From the data sources page below, copy word for word the passage from "PubMed / MEDLINE" to "Trial Data (ClinicalTrials.gov)".

══ Text under study

Community Data
Patient-Reported Sources
15,600 anonymized reports gathered from publicly accessible patient communities. No personal data is stored or linked to individuals.
Reddit — r/UlcerativeColitis
Online Community
The largest English-language UC patient community on Reddit. Posts and comments filtered for symptom mentions, medication discussions, and food experiences. Usernames stripped on ingestion.
IBD Forums & Communities
Dedicated IBD Platforms
Structured patient forums dedicated to Crohn's disease and ulcerative colitis, including community threads focused on treatment experiences and quality-of-life topics.
Patient Registries
Structured Registries
Publicly available aggregated registry data from IBD patient advocacy organizations. Used for demographic and prevalence cross-validation against community reports.
Scientific Literature
Research Databases
20,000+ peer-reviewed abstracts and full-text papers indexed from the world's leading biomedical literature databases.
PubMed / MEDLINE
Primary Scientific Source
The National Library of Medicine's database of biomedical literature. All scientific content in UCInsights is sourced exclusively from PubMed. Abstracts fetched via the Entrez API.
Google News RSS — UC Feed
Live Research News
Real-time UC and IBD research news aggregated from Google News via RSS. Powers the live research news feed in the app. Updated continuously; notifications triggered for new clinical findings.
Clinical Trial Data (ClinicalTrials.gov)

════
══ Data section

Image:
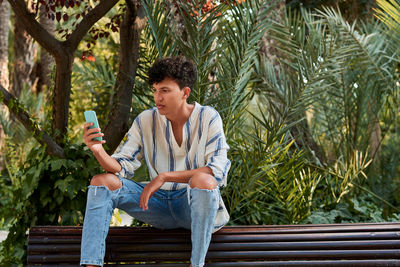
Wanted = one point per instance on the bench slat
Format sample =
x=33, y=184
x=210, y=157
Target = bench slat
x=356, y=263
x=371, y=244
x=352, y=245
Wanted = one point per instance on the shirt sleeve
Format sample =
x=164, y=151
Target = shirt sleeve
x=131, y=152
x=216, y=150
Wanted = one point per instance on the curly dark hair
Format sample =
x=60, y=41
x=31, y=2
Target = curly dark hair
x=180, y=69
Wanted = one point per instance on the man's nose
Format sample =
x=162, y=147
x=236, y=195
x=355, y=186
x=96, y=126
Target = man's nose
x=157, y=96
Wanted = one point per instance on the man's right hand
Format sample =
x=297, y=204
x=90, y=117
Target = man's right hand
x=89, y=134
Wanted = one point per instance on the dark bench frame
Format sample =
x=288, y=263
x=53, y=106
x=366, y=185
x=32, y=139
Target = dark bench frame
x=362, y=244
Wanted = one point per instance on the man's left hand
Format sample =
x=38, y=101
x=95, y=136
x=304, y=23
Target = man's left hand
x=149, y=190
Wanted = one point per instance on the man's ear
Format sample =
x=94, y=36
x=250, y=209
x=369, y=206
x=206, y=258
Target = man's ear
x=186, y=92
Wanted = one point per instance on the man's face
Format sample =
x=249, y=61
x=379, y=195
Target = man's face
x=168, y=97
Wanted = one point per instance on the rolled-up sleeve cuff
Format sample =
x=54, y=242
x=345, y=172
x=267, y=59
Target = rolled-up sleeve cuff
x=218, y=175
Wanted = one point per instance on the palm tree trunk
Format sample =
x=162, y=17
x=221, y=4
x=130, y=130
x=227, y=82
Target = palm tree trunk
x=4, y=74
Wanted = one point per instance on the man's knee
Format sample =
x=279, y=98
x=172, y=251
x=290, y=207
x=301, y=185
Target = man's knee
x=203, y=181
x=106, y=179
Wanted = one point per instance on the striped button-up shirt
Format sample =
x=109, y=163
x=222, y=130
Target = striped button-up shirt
x=151, y=139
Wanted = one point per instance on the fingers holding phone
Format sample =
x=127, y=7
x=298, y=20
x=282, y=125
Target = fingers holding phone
x=92, y=135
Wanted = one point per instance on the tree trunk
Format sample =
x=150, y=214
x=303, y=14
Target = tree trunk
x=63, y=52
x=61, y=96
x=46, y=63
x=24, y=51
x=131, y=28
x=4, y=74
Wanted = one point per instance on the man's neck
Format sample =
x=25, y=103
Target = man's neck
x=181, y=115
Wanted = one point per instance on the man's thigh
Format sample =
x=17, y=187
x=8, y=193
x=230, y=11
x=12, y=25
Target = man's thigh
x=158, y=214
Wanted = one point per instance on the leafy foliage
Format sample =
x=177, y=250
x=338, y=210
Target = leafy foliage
x=44, y=191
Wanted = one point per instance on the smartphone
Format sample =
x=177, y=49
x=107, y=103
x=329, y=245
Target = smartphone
x=90, y=116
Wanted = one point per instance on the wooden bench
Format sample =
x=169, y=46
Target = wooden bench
x=362, y=244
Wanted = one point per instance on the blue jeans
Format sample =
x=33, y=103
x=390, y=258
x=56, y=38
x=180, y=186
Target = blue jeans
x=194, y=210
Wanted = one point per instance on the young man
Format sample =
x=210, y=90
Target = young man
x=184, y=148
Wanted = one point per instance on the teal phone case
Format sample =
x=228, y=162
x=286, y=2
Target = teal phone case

════

#### Written response
PubMed / MEDLINE
Primary Scientific Source
The National Library of Medicine's database of biomedical literature. All scientific content in UCInsights is sourced exclusively from PubMed. Abstracts fetched via the Entrez API.
Google News RSS — UC Feed
Live Research News
Real-time UC and IBD research news aggregated from Google News via RSS. Powers the live research news feed in the app. Updated continuously; notifications triggered for new clinical findings.
Clinical Trial Data (ClinicalTrials.gov)